Native <dialog> is essentially unused: 16 of 720 trials (~2%). Models hand-roll role="dialog" on a <div> (673 of 720) rather than use the native element that provides focus trapping, Escape handling, and focus return by default. The behavior that hand-rolling obligates the model to implement is exactly what this study does not measure.

Specificity control. The accessibility-inert authority filler (G0F) reached 75%: above bare (61%), well below real guidance (97%). Roughly one third of the lift is generic name-a-specific-authority effect; the rest is accessibility-specific. The APG arm exceeds the filler by 24 points. The headline survives, qualified.

Stakes framings. With zero accessibility content, the marker moved 28 points on framing alone: 44% (the casual-side-project framing) / 61% (neutral) / 72% (the CEO-review framing). The low-stakes framing degraded the marker below baseline; even the high-stakes framing (72%) stayed well below real guidance (97%). These arms measure a different construct — effort modulation, not guidance — and get their own write-up.

#####

■ Required action 1 ■
In the accessibility study text, how many of the 720 trials used a hand-rolled role="dialog" on a div?
■ Required action 2 ■
Carry on the accessibility study text from its final sentence.

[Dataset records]
#####

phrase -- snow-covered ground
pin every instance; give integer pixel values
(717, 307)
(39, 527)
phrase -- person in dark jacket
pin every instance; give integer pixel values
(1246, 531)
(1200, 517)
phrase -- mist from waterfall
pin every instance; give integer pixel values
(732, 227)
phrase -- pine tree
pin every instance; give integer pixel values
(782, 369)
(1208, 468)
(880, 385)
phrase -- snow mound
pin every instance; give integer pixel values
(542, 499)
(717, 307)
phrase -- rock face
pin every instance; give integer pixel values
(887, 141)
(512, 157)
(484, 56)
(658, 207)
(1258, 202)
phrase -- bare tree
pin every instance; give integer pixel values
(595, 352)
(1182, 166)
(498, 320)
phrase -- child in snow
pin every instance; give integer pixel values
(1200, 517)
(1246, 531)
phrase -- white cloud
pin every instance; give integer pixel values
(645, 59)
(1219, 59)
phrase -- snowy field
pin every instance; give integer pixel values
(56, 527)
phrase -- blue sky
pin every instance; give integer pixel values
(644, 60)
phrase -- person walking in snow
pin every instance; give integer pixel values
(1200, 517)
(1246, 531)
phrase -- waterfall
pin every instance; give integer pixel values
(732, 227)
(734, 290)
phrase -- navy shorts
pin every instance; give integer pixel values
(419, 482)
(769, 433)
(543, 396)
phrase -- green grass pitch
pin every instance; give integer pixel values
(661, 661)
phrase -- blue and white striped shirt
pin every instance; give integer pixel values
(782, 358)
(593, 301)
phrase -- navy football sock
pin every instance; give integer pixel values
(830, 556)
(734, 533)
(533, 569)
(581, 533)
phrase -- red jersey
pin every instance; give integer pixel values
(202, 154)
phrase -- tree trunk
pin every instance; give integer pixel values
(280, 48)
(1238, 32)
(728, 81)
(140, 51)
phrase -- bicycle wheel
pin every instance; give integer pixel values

#####

■ Written response 1 ■
673 of 720 trials.

■ Written response 2 ■
Instrumentation control behaved as predicted. axe-core flagged 982 violation instances across the 720 core trials, and 465 trials (65%) produced zero violations. Those flags were 91% color-contrast (894); the rest were a long tail — label (29), scrollable-region-focusable (23), render artifacts from scoring standalone fragments (25), and single-digit others — none of them a dialog-semantics rule. (Full per-rule counts are in the experiment data.) The missing-dialog-semantics finding (53 of 720 modals in the core factorial) appears nowhere in that distribution; no mechanical rule exists that could place it there. The analysis classified 38 instances as genuine component-level structural findings, too sparse to power a structural comparison through this instrument. On the axis it does measure, axe-core agreed with the markup audit's direction: full guidance reduced mean contrast debt from ~11 (G0) to ~2 (G3), with pattern-specific references again ahead of the abstract standard.

Limitations

  • One marker. Presence of role="dialog"/<dialog> + aria-modal, binary. Labelling quality, heading structure, focus order, and announcement are not graded.
  • Structure, not function. Correct markup does not establish operability; whether focus and Escape behave is untested here.
  • One component, one panel, one date. Modal dialogs only; six models as of June 2026. Different components or later models may move these numbers.
  • Raw-model scope. Single API calls without product scaffolding. Products built on these models may behave differently in either direction.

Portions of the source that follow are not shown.